## Listed records
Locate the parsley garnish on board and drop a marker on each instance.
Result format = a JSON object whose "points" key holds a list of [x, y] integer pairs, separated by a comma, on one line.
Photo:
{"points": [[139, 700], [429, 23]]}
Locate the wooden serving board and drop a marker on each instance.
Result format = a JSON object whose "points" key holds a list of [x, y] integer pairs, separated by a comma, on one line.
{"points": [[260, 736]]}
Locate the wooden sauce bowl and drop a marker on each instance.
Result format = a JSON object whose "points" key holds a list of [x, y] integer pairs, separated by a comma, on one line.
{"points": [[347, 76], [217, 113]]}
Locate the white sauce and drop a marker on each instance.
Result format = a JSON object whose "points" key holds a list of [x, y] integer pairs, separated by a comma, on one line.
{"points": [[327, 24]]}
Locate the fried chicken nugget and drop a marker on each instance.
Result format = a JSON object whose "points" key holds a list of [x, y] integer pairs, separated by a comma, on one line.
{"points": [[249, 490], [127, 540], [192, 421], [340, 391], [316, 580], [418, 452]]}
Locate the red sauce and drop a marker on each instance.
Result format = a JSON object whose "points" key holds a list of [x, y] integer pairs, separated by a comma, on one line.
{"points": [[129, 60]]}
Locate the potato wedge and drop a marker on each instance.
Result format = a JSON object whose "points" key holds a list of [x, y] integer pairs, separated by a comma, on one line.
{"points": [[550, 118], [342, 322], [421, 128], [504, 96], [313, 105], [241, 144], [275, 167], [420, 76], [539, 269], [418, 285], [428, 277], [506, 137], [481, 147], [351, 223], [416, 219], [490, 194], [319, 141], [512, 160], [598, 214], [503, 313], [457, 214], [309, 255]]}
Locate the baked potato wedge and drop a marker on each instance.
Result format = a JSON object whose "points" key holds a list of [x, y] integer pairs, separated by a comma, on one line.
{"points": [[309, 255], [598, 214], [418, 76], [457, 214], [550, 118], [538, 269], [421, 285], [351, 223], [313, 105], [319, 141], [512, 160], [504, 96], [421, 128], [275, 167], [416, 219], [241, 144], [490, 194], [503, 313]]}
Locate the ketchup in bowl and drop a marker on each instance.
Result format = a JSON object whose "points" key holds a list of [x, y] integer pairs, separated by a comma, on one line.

## Task
Pull every line with the string "Locate" from the data above.

## Answer
Locate the parsley garnish on board and drop a marker on each instance.
Locate the wooden serving board and drop a marker on each instance.
Locate the wooden sauce bowl and drop a marker on each instance.
Locate the white sauce and drop a marker on each instance.
Locate the fried chicken nugget and drop a marker on each instance.
Locate the red sauce and drop a marker on each instance.
Locate the potato wedge and drop a marker on each instance.
Locate the baked potato wedge and drop a marker on each instance.
Locate the ketchup in bowl and drop a marker on each instance.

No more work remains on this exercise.